§ What to do
Where the string "instance" occurs in a line of the entries below, copy that line.

Saved entries:
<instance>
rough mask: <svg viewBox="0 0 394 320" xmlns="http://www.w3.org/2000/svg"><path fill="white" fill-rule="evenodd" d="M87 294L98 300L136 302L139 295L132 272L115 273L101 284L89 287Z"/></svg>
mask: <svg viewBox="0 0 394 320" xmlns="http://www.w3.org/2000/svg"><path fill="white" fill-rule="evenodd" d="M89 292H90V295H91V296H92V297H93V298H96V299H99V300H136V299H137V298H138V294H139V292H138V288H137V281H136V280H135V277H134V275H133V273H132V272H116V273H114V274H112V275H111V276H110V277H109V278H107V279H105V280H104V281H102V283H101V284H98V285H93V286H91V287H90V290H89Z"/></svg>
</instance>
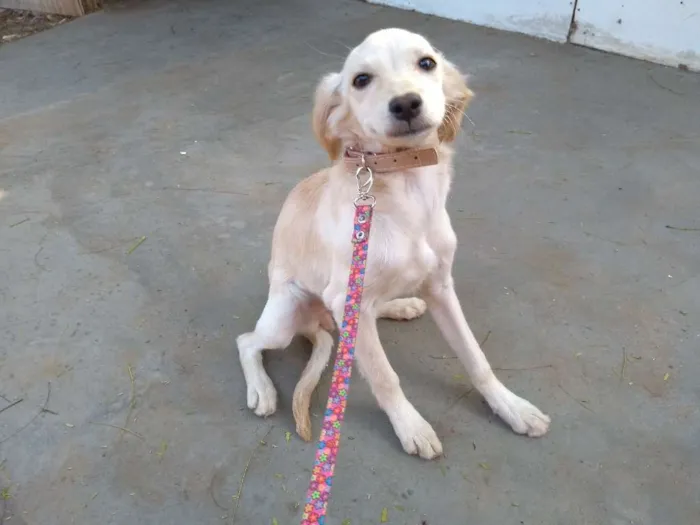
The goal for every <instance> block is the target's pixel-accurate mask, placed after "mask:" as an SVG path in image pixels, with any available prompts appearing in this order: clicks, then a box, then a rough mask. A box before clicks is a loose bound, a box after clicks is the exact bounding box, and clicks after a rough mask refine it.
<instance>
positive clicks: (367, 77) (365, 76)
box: [352, 73, 372, 89]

§ Task output
<instance>
</instance>
The goal for every <instance> block is the target's pixel-accurate mask, placed after "mask:" as an SVG path in image pixels, with any available prompts appearing in this order: clicks, then a box, then a rough mask. A box before clicks is a loose bound, a box after clicks is the exact bounding box, and clicks after a rough mask refine it.
<instance>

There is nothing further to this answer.